-- begin Document segment --
Case study

Insights into collaboration with Greater Wellington Regional Council

How Greater Wellington Regional Council used data transparency to build trust with operators and improve network performance.

3 min read
June 11, 2024

Greater Wellington Regional Council’s (GWRC) transit network, Metlink, connects the wider Wellington region in New Zealand. Today, there are more than 38 million journeys a year on the Metlink bus, rail, and harbour ferry transport network.


Much like the Bus Services Act changes that enable franchising in the UK, in 2013 New Zealand created the Public Transport Operating Model (now replaced with the Sustainable Public Transport Framework), which empowered authorities like GWRC to take control of designing networks and then tender for their delivery.

In 2018, GWRC implemented significant changes to the transportation network. These changes aimed to enhance network capacity and involved modifications to operators, contract structures, routes, and fare policies. However, the implementation process was difficult, and the network's performance faced heightened scrutiny.

What was previously a highly trusted system fell short of high customer expectations, and the change was extensively covered in national media. Tensions between operators and the authority made it difficult to find a constructive solution. Without an agreed-upon single source of truth, deciding on a path to improve the network was a challenge.

To restore passenger trust, GWRC needed to get their team on the same page as operators and solve the immediate problems in the network. Looking ahead, they needed to enable contract management and continuous improvement of the network.

How we helped

Snapper Services is a trusted technology partner to GWRC, providing ticketing as a service since 2018. Following the network changes, Snapper Services saw a 400% increase in customers requesting refunds for incorrect fares and penalties, and issues with new routes. Snapper Services and GWRC recognised the need for a solution to investigate this large increase in customer queries.

The goal of this solution was to deliver reliable and objective reporting for all participants in the delivery of the network. This was seen as crucial for rebuilding trust between GWRC, operators, and the public. Enabling a collaborative approach would enhance network efficiency and help rebuild public confidence in the service.

Snapper Services developed an analytics service (the precursor to Mosaiq Insights) to help GWRC. The tool enabled operators to have secure access to their own data, so they could collaborate effectively with GWRC to monitor and improve performance.

Snapper Services and GWRC had access to a wide variety of data feeds including scheduled and actual trip performance and factors that could impact the driver’s ability to meet KPIs. The system processed dynamic data (from RTI and ticketing systems) and static data (PTO planning and service design systems) along with third-party weather, traffic and social media feeds. This data was interpreted by both algorithms and experienced analysts to understand if the right bus was in the right place at the right time for every trip.


Establishing trust in data was the first step. The investigation into data reliability revealed that the equipment was sufficiently accurate. However, there was a pattern of incorrect usage, including incorrect trip information and nonconformance to routes. While driver equipment training was the priority, the granular data made it clear to all parties that the issues were not deliberate. Further analysis showed that drivers, under stress, were trying to correct their errors and issues during the trip. Understanding this enabled a productive and empathetic conversation with operators about driver training and capability.
-- end Document segment --
-- begin Provided data --
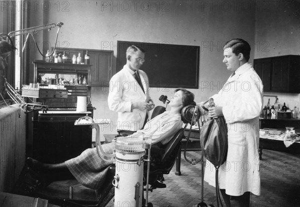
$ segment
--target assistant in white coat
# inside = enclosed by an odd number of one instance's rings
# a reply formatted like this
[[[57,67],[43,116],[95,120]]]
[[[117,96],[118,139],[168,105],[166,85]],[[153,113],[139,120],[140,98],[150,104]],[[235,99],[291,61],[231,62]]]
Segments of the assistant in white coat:
[[[132,134],[142,128],[147,121],[148,112],[154,108],[149,94],[148,77],[140,70],[144,62],[144,56],[141,48],[130,46],[126,52],[126,64],[110,82],[108,102],[110,109],[118,112],[119,133],[129,131]],[[136,72],[139,74],[142,88],[134,76]]]
[[[208,108],[208,116],[224,116],[228,124],[228,152],[219,172],[219,187],[226,206],[230,206],[230,195],[240,196],[243,200],[238,206],[246,206],[250,204],[248,192],[260,194],[258,150],[263,86],[248,63],[250,48],[247,42],[234,39],[224,50],[223,62],[234,72],[218,93],[212,97],[216,107]],[[214,168],[206,162],[204,180],[214,186]]]

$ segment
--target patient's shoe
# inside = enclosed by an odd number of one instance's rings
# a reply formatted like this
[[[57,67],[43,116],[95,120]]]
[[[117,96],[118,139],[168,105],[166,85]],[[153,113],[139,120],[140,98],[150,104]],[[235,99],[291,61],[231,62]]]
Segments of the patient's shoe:
[[[158,180],[156,180],[153,184],[151,184],[151,186],[152,188],[166,188],[166,185],[160,182]]]

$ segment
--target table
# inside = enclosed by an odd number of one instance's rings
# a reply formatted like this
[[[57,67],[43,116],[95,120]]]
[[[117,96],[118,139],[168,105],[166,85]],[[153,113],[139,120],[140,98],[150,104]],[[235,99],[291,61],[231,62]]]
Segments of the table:
[[[286,148],[283,140],[260,138],[260,148],[258,149],[260,160],[262,159],[263,149],[300,154],[300,142],[294,142]]]

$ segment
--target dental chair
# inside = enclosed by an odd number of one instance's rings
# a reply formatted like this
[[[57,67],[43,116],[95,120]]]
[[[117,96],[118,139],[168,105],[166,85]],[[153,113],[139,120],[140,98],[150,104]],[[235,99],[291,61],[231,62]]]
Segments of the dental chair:
[[[182,117],[185,122],[190,123],[190,114],[192,112],[190,112],[190,110],[192,108],[191,106],[187,106],[182,110]],[[152,118],[164,111],[164,107],[156,106],[154,110]],[[186,127],[186,125],[187,124]],[[150,164],[150,180],[152,181],[152,182],[161,175],[170,173],[176,162],[178,153],[181,152],[182,140],[185,138],[184,131],[186,127],[179,130],[166,144],[161,148],[164,152],[161,160],[158,162]],[[103,170],[102,173],[104,181],[102,188],[100,189],[94,190],[86,188],[74,179],[56,181],[45,188],[38,188],[32,192],[30,190],[26,195],[46,199],[49,203],[59,206],[104,207],[114,196],[114,186],[112,184],[112,181],[115,172],[114,164]],[[144,178],[146,178],[146,170],[145,172],[144,170]],[[145,183],[144,184],[144,186]],[[150,186],[149,190],[152,192],[155,188]],[[143,202],[144,203],[144,198]],[[144,206],[144,204],[143,206]],[[152,206],[151,203],[148,203],[148,206],[150,207]]]

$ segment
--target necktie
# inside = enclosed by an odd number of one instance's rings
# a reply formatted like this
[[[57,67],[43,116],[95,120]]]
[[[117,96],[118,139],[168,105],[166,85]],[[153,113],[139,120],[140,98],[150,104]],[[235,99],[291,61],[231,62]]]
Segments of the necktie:
[[[234,72],[232,75],[230,76],[230,78],[234,76],[236,74],[236,72]]]
[[[138,74],[138,70],[136,70],[136,72],[134,74],[134,78],[136,78],[136,81],[138,83],[138,84],[140,85],[140,88],[142,88],[142,92],[144,94],[145,92],[144,90],[144,87],[142,86],[142,81],[140,80],[140,75]],[[144,126],[145,126],[145,124],[147,122],[147,120],[148,120],[148,112],[147,112],[146,113],[146,117],[145,117],[145,120],[144,120],[144,124],[142,126],[142,128],[141,128],[142,130],[144,128]]]
[[[136,78],[136,80],[138,82],[138,83],[142,88],[142,92],[144,94],[145,92],[144,90],[144,87],[142,86],[142,81],[140,80],[140,75],[138,74],[138,70],[136,70],[136,72],[134,74],[134,78]]]

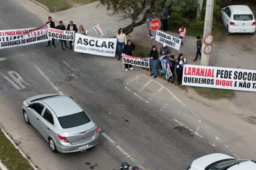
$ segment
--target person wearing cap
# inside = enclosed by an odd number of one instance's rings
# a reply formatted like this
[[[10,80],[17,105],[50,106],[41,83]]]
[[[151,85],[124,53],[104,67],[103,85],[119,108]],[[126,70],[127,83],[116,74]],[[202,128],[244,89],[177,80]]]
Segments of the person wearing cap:
[[[167,72],[167,68],[166,65],[166,62],[167,62],[168,57],[171,55],[171,51],[170,49],[166,47],[166,43],[164,42],[163,43],[163,47],[160,48],[159,52],[159,60],[161,61],[161,65],[163,68],[163,72],[161,76],[163,76]]]

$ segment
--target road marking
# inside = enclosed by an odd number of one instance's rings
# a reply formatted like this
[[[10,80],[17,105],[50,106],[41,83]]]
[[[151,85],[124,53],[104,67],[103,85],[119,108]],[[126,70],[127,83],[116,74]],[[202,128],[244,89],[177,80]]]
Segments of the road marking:
[[[38,169],[35,166],[35,165],[34,165],[34,164],[32,163],[31,161],[30,161],[30,160],[29,159],[26,157],[25,154],[24,154],[24,153],[22,152],[22,151],[20,149],[20,148],[17,146],[17,145],[16,145],[16,144],[13,142],[13,141],[12,141],[12,139],[10,138],[10,137],[9,137],[8,135],[7,135],[7,134],[4,131],[4,130],[3,130],[3,128],[1,128],[0,126],[0,129],[1,129],[1,130],[2,130],[4,135],[6,136],[6,138],[7,138],[10,141],[11,143],[12,143],[12,144],[13,144],[15,148],[18,150],[19,151],[19,152],[20,152],[21,155],[22,155],[22,156],[23,156],[25,159],[26,159],[28,161],[29,163],[30,164],[30,165],[31,165],[33,168],[34,168],[34,169],[35,170],[38,170]],[[3,170],[4,170],[3,168],[2,167],[1,167],[1,168],[3,169]]]
[[[78,70],[78,69],[74,69],[74,68],[72,68],[70,66],[70,65],[68,65],[68,64],[67,64],[67,62],[66,62],[65,61],[64,61],[63,63],[64,64],[65,64],[66,65],[67,65],[67,66],[68,66],[70,69],[72,70],[73,71],[77,71]]]
[[[19,86],[18,86],[16,84],[15,84],[15,83],[14,82],[13,82],[11,80],[11,79],[9,79],[6,76],[4,75],[3,73],[0,73],[0,74],[1,74],[2,76],[3,76],[3,77],[4,77],[5,79],[6,79],[6,80],[7,80],[7,81],[8,82],[10,82],[10,83],[11,84],[12,84],[12,85],[15,88],[17,89],[20,89],[20,88]]]
[[[143,86],[143,87],[141,88],[141,89],[139,90],[139,91],[140,91],[142,90],[143,90],[143,89],[144,89],[146,87],[147,87],[147,86],[149,84],[149,83],[150,83],[151,82],[152,82],[152,80],[151,79],[150,80],[148,81],[148,82],[147,82],[146,83],[146,84],[144,86]]]
[[[150,79],[147,76],[146,76],[145,75],[144,75],[144,74],[141,74],[140,76],[144,76],[145,77],[147,78],[148,79]],[[180,101],[180,100],[175,95],[174,95],[174,94],[172,93],[172,92],[169,89],[168,89],[167,88],[166,88],[166,87],[165,87],[163,85],[162,85],[161,83],[160,83],[160,82],[157,82],[155,80],[154,80],[153,79],[152,79],[152,81],[154,81],[154,82],[155,82],[158,85],[160,85],[161,87],[163,87],[163,88],[164,88],[165,89],[166,89],[166,91],[167,91],[168,92],[169,92],[169,93],[170,94],[171,94],[171,95],[174,98],[175,98],[175,99],[180,103],[181,103],[182,105],[183,105],[183,107],[185,107],[186,105],[182,102]]]
[[[193,133],[194,133],[194,134],[195,134],[195,135],[198,136],[199,137],[200,137],[201,138],[204,138],[204,137],[202,136],[201,136],[201,135],[200,135],[199,133],[198,133],[197,132],[195,132],[195,131],[193,130],[192,129],[190,129],[187,126],[186,126],[186,125],[184,125],[183,123],[181,123],[180,122],[179,122],[177,119],[173,119],[176,122],[178,123],[179,124],[180,124],[180,126],[184,127],[185,128],[187,128],[187,129],[188,129],[189,130],[191,131],[192,132],[193,132]]]
[[[108,141],[109,141],[109,142],[111,144],[112,144],[113,145],[113,144],[117,144],[117,143],[115,142],[115,141],[114,141],[110,137],[109,137],[108,135],[107,135],[105,133],[101,133]],[[132,156],[131,156],[131,155],[129,154],[129,153],[128,153],[126,151],[125,151],[122,147],[121,147],[119,145],[117,144],[117,145],[116,145],[114,146],[116,147],[119,150],[120,150],[121,151],[121,152],[122,152],[124,155],[125,155],[125,156],[126,156],[126,157],[127,157],[128,158],[130,158],[130,159],[131,159],[131,161],[132,161],[135,164],[136,164],[137,165],[137,166],[138,167],[139,167],[142,170],[148,170],[148,169],[145,168],[143,166],[142,166],[142,165],[141,164],[140,164],[137,160],[136,160],[136,159],[134,159],[132,157]]]
[[[0,58],[0,61],[3,61],[5,60],[6,60],[6,59],[5,58]]]
[[[41,71],[41,70],[40,70],[40,69],[37,66],[37,65],[36,65],[35,64],[34,64],[34,65],[35,65],[35,68],[38,69],[38,71],[39,71],[39,72],[41,74],[42,74],[43,75],[43,76],[44,76],[44,78],[45,79],[46,79],[46,80],[47,81],[48,81],[48,82],[49,82],[50,83],[50,84],[56,90],[56,91],[57,91],[59,93],[59,94],[61,94],[61,95],[64,95],[64,94],[63,94],[63,93],[62,93],[62,92],[61,92],[61,91],[60,91],[60,90],[59,90],[58,88],[57,88],[55,85],[54,85],[54,84],[52,83],[52,82],[51,81],[51,80],[50,80],[50,79],[47,77],[47,76],[46,76],[45,75],[45,74],[44,74],[44,73],[43,72],[43,71]]]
-- end Provided data --
Retype the portion of the case study on Greater Wellington Regional Council between "In 2018, GWRC" and "was a challenge.", inclusive, with every word and mark unchanged. The data items play no part in what comes next.

In 2018, GWRC implemented significant changes to the transportation network. These changes aimed to enhance network capacity and involved modifications to operators, contract structures, routes, and fare policies. However, the implementation process was difficult, and the network's performance faced heightened scrutiny.

What was previously a highly trusted system fell short of high customer expectations, and the change was extensively covered in national media. Tensions between operators and the authority made it difficult to find a constructive solution. Without an agreed-upon single source of truth, deciding on a path to improve the network was a challenge.